**WHAT NEEDS TO BE DONE:** Print all records exactly, leaving nothing out.

[MATERIAL PROVIDED start]

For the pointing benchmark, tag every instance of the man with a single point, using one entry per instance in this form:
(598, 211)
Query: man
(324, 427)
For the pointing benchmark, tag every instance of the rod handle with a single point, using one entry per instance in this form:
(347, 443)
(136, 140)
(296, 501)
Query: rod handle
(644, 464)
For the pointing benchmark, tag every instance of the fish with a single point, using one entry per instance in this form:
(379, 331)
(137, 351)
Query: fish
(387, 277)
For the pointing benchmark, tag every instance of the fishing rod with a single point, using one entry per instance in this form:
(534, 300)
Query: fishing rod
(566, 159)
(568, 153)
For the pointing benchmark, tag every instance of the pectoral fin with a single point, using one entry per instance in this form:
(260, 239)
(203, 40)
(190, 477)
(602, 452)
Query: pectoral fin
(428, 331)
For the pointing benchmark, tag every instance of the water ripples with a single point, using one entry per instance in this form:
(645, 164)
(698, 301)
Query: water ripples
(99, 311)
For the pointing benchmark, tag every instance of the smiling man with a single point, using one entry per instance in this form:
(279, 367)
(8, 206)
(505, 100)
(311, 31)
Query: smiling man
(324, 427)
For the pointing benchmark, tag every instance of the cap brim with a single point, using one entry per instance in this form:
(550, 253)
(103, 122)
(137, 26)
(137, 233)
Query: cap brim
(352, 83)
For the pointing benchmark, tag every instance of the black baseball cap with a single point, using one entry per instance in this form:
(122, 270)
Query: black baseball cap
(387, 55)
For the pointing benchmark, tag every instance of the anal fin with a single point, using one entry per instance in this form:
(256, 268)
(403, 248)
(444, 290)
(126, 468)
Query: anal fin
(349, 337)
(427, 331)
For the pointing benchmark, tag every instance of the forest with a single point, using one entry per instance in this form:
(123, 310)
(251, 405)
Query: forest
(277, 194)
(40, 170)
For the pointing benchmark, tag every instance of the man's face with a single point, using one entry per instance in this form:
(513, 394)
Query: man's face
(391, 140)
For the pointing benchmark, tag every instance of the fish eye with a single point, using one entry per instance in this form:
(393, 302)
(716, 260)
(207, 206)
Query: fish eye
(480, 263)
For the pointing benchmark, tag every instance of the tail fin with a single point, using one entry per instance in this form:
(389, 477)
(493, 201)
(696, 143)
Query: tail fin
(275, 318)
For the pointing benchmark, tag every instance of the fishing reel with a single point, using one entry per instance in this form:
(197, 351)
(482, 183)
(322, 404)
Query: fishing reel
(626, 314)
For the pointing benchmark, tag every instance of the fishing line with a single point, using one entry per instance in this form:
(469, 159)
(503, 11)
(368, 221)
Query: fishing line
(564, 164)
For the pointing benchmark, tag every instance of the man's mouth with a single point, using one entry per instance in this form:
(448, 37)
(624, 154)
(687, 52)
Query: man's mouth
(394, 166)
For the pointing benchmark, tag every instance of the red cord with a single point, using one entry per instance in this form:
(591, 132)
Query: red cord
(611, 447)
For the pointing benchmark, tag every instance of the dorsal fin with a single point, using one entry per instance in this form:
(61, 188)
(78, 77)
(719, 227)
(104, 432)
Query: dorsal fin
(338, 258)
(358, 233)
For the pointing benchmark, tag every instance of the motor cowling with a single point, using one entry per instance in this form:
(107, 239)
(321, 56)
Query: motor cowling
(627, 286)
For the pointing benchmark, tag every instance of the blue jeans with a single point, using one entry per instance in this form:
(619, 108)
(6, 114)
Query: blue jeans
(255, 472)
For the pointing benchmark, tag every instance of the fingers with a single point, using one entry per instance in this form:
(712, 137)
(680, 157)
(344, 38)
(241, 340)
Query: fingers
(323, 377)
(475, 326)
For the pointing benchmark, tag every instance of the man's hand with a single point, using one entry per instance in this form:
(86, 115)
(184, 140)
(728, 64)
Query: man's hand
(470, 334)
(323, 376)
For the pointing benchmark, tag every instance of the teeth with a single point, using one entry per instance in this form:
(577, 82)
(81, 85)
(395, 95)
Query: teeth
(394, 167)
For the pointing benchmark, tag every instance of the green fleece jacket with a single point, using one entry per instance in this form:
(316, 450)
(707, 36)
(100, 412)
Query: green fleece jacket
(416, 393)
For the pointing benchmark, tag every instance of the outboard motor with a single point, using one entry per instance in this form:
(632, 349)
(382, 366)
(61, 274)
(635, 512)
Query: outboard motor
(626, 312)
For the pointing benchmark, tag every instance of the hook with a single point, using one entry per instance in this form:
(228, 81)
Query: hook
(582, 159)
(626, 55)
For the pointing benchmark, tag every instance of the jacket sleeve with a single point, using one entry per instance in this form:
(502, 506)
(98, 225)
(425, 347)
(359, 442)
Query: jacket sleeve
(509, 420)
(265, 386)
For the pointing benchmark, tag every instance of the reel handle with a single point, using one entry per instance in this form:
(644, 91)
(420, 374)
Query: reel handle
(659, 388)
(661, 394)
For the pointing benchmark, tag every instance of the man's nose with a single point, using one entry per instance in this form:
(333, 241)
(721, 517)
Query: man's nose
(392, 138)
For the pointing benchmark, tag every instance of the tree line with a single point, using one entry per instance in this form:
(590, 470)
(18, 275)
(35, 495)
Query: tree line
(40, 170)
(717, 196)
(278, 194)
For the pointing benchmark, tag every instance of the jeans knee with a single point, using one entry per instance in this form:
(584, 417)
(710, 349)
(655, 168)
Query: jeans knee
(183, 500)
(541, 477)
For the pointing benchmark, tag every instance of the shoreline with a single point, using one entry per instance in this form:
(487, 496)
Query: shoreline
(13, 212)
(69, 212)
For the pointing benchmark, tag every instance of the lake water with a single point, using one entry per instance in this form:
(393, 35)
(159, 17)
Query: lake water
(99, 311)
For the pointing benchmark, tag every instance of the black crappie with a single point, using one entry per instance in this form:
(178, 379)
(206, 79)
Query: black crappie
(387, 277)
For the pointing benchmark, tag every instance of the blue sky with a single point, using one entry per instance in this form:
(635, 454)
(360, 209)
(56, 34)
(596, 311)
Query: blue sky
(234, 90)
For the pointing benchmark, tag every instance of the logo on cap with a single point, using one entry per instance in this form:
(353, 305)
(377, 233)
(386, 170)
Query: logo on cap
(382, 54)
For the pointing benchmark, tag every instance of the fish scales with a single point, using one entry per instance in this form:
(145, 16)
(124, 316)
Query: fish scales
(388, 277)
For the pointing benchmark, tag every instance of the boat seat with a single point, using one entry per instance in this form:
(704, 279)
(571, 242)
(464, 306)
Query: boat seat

[MATERIAL PROVIDED end]

**CORRECT ANSWER:**
For the pointing benchmark, tag every instance of the man with a single point, using one entry per instance in this form:
(598, 211)
Query: man
(324, 427)
For the pointing benchmark, tag every instance of the rod handle with a single point, using one entry per instance in this form:
(347, 443)
(136, 140)
(296, 501)
Query: rod handle
(644, 464)
For the pointing benchmark, tag every instance of the fish with a single point, using one entry per instance in this form:
(379, 331)
(137, 351)
Query: fish
(387, 277)
For the pointing benchmark, tag every instance of the fishing rod with a single point, using one entry per instance in this form:
(534, 300)
Query: fishing rod
(566, 159)
(568, 153)
For the pointing benchmark, tag every instance of the pectoral fin with a single point, using one entry per instance in this form:
(260, 239)
(203, 40)
(190, 477)
(602, 452)
Query: pectoral fin
(428, 331)
For the pointing benchmark, tag every instance of the water ripples with a single point, using one entry per instance in this form:
(645, 164)
(698, 301)
Query: water ripples
(99, 311)
For the pointing benchmark, tag every instance of the smiling man with a single point, using one entry per instance in this form:
(279, 367)
(8, 206)
(505, 100)
(311, 31)
Query: smiling man
(324, 427)
For the pointing benchmark, tag every instance of the cap brim with a single point, using one entry per instance in this form:
(550, 253)
(103, 122)
(137, 26)
(137, 233)
Query: cap brim
(352, 83)
For the pointing benchmark, tag every instance of the black baseball cap with a single point, using one entry per instance in this form:
(122, 270)
Query: black baseball cap
(387, 55)
For the pointing benchmark, tag every instance of the anal fin with a single point, using one entry per instance in this form:
(256, 268)
(403, 248)
(444, 290)
(126, 468)
Query: anal fin
(349, 337)
(427, 331)
For the pointing benchmark, tag every instance of the forest with a single point, using one entry per instance in this form:
(123, 310)
(251, 405)
Query: forest
(277, 194)
(40, 170)
For the pointing benchmark, tag every instance of the man's face with a single point, using one entry per instance in this form:
(513, 394)
Query: man's face
(391, 140)
For the pointing benchmark, tag every instance of the fish eye with a single point, using one entry per instance in this form:
(393, 302)
(716, 260)
(207, 206)
Query: fish eye
(480, 263)
For the pointing benchmark, tag every instance of the tail fin with a single point, using one entry per instance in this form:
(389, 477)
(493, 201)
(696, 143)
Query: tail fin
(275, 318)
For the pointing benchmark, tag every instance of the fishing reel with a single point, using one entry per instance in this form:
(197, 351)
(482, 183)
(322, 404)
Query: fishing reel
(626, 314)
For the pointing benchmark, tag every instance of the fishing line with a single point, using one entry per instance in this form:
(469, 159)
(503, 11)
(368, 221)
Query: fishing line
(564, 164)
For the pointing benchmark, tag every instance of the man's mouth with a single point, using one entry per instance in this form:
(448, 37)
(624, 154)
(687, 52)
Query: man's mouth
(394, 166)
For the pointing benchmark, tag every instance of the red cord with a single point, using one entry per instance in this form:
(591, 132)
Query: red cord
(611, 447)
For the pointing benchmark, tag every instance of the dorsal fin with a single point, using one entry per instance in this form:
(61, 188)
(78, 77)
(719, 227)
(104, 432)
Query: dorsal fin
(338, 258)
(358, 233)
For the pointing benchmark, tag every instance of the motor cowling with a single point, using one entry per instance in this form:
(107, 239)
(321, 56)
Query: motor cowling
(627, 286)
For the pointing benchmark, tag every instance of the blue jeans with a single point, using one entry per instance in this form:
(619, 108)
(6, 114)
Query: blue jeans
(255, 472)
For the pointing benchmark, tag every instance of the fingers with a single point, using one entry per instance in this form:
(712, 137)
(680, 157)
(344, 38)
(241, 340)
Query: fingers
(323, 377)
(475, 326)
For the pointing benchmark, tag every instance of the man's hand with a single point, using one entry per instance in this form:
(86, 115)
(184, 140)
(728, 64)
Query: man's hand
(470, 334)
(323, 376)
For the pointing benchmark, tag every instance of the teeth with a single point, using one entry per instance in this form:
(577, 82)
(81, 85)
(395, 95)
Query: teeth
(394, 167)
For the pointing benchmark, tag every instance of the green fleece jacket with a single point, using one entry per instance in this form:
(316, 450)
(707, 36)
(100, 412)
Query: green fleece jacket
(416, 393)
For the pointing benchmark, tag every instance of the outboard motor with a single point, using one entry per instance in this form:
(632, 349)
(382, 366)
(61, 274)
(635, 512)
Query: outboard motor
(626, 312)
For the pointing benchmark, tag every instance of the hook with a single point, using one entry per instance in this form:
(228, 81)
Query: hook
(582, 159)
(626, 55)
For the pointing benchmark, tag every instance of the jacket sleeve with a single point, using one entry per instance in this form:
(502, 506)
(98, 225)
(425, 347)
(359, 442)
Query: jacket sleeve
(509, 420)
(265, 386)
For the pointing benchmark, tag every instance of the reel handle with a single point, using one entry per instance in this form:
(644, 91)
(420, 374)
Query: reel handle
(659, 388)
(661, 394)
For the pointing benchmark, tag every instance of the man's nose with a single point, using one entry per instance in this form:
(333, 241)
(721, 517)
Query: man's nose
(392, 138)
For the pointing benchmark, tag every instance of the tree line with a single point, using one entry per instance in this form:
(590, 470)
(18, 275)
(35, 495)
Query: tree line
(40, 170)
(717, 196)
(278, 194)
For the pointing benchmark, tag every instance of the jeans knee with a single point, using one entry per instance in this form:
(584, 417)
(710, 349)
(655, 168)
Query: jeans knee
(183, 500)
(541, 477)
For the pointing benchmark, tag every instance of the shoreline with a single point, using one entry per instance in this form:
(487, 496)
Query: shoreline
(13, 212)
(69, 212)
For the pointing benchmark, tag every instance of the lake water with a single point, using one entry per instance in this form:
(393, 35)
(159, 17)
Query: lake water
(99, 311)
For the pointing benchmark, tag every instance of the black crappie with a single point, using one entry per instance in this form:
(178, 379)
(206, 79)
Query: black crappie
(387, 277)
For the pointing benchmark, tag every instance of the blue sky with a single point, using one entry per instance in this form:
(635, 454)
(360, 209)
(56, 34)
(596, 311)
Query: blue sky
(234, 90)
For the pointing benchmark, tag every instance of the logo on cap with a single point, using one entry per instance in this form:
(353, 305)
(377, 233)
(386, 170)
Query: logo on cap
(382, 54)
For the pointing benchmark, tag every instance of the fish scales with a single point, using one entry per instance in this form:
(145, 16)
(124, 316)
Query: fish scales
(388, 277)
For the pointing benchmark, tag every instance of the boat seat with a single point, using one entry per instance in this form:
(704, 279)
(571, 242)
(464, 306)
Query: boat seat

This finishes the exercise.